- **Excerpted text**:
Start of Block
Bug #47113 MySqld got signal 4
Submitted: 3 Sep 2009 19:27 Modified: 10 Jan 2010 11:45
Reporter: George Keenan Email Updates:
Status: Can't repeat Impact on me:
None 
Category:MySQL Server: General Severity:S2 (Serious)
Version:5.1.37 OS:IBM i (6.1)
Assigned to: CPU Architecture:Any

[3 Sep 2009 19:27] George Keenan
Description:
090903 13:18:21 - mysqld got signal 4 ;                                           
This could be because you hit a bug. It is also possible that this binary         
or one of the libraries it was linked against is corrupt, improperly built,       
or misconfigured. This error can also be caused by malfunctioning hardware.       
We will try our best to scrape up some info that will hopefully help diagnose     
the problem, but since we have already crashed, something is definitely wrong     
and this may fail.                                                                
                                                                                  
key_buffer_size=8384512                                                           
read_buffer_size=131072                                                           
max_used_connections=2                                                            
max_threads=151                                                                   
threads_connected=2                                                               
It is possible that mysqld could use up to                                        
key_buffer_size + (read_buffer_size + sort_buffer_size)*max_threads = 338289 K    
bytes of memory                                                                   
Hope that's ok; if not, decrease some variables in the equation.
End of Block
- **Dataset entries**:
Start of Block
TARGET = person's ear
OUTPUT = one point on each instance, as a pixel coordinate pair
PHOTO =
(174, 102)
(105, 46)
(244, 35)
End of Block
- **Exercise instructions**:
A – Replace "Serious" with "Critical" in the MySQL bug report, and write out its text starting with "Bug #47113 MySqld got" and going on through "OS:IBM i (6.1)".
B – Please continue the MySQL bug report from the point where it stops.
You won't need the records.

- **Task-by-task answers**:
A –
Bug #47113 MySqld got signal 4
Submitted: 3 Sep 2009 19:27 Modified: 10 Jan 2010 11:45
Reporter: George Keenan Email Updates:
Status: Can't repeat Impact on me:
None 
Category:MySQL Server: General Severity:S2 (Critical)
Version:5.1.37 OS:IBM i (6.1)

B –
How to repeat:
Have not repealed error.

Suggested fix:
None
[3 Sep 2009 20:37] Sveta Smirnova
Thank you for the report.

Error code 4 means "Interrupted system call". Do you have idea when and after which query error occurred? Could you please attach full error log file in case if it contains more information?
[3 Sep 2009 20:39] Sveta Smirnova
Please also check OS error log files.
[3 Sep 2009 21:24] George Keenan
What I put in was the entire error file, unless there is more somewhere else.
I really don't know how to get at the query as it is comming from an app which I do not control.  The app runs in the Ruby on Rails framework.  In the development and initial testing was on a MySql server running in the same Linux server as the RoR framework. Performance was good.  One of the requirements of the production version was that the database be DB2i.  When the storage engine IBMDB2I came along it seemed a natural fit.
But for some complex queries that involve multiple tables the performand is unacceptably slow.  I was testing some of these queries when the database crashed.  If you could tell me how to get more information I will try to get it.
[4 Sep 2009 5:03] Sveta Smirnova
Thank you for the feedback.

Please try to get core file:
- use debug version of mysqld: this is mysqld-debug in the same directory where mysqld is located in case if you use binary package
- add option --core to the configuration file
- check OS settings, so OS would not prevent creation of core files

Try to run these queries again, check result, so in case if server crashes you would know which query caused this. Also you can turn general query log to ON for time when test runs.

After crash please send us core file, mysqld binary you used and query which caused the crash.
[4 Oct 2009 23:00] Bugs System
No feedback was provided for this bug for over a month, so it is
being suspended automatically. If you are able to provide the
information that was originally requested, please do so and change
the status of the bug back to "Open".
[18 Nov 2009 8:30] Stephan Menzel
I got the same problem here.

It happens on all tested configurations on an amd64 gentoo linux box. Here's the gentoo report:
http://bugs.gentoo.org/show_bug.cgi?id=177128

Always reproducable at the second start of the server. First start works fine with a fresh install, but no restart is possible without removing all data.

If that is an interrupted system call, may that be because of some kernel parameters or glibc optimizations?

please reopen this one,
Stephan
[18 Nov 2009 8:38] Sveta Smirnova
Thank you for the feedback.

Bug reopened.
[18 Nov 2009 10:05] Stephan Menzel
Thanks,

may I add, I believe the problem is closely related to innodb. If I disable InnoDB in the config by setting "skip-innodb" the server starts normally.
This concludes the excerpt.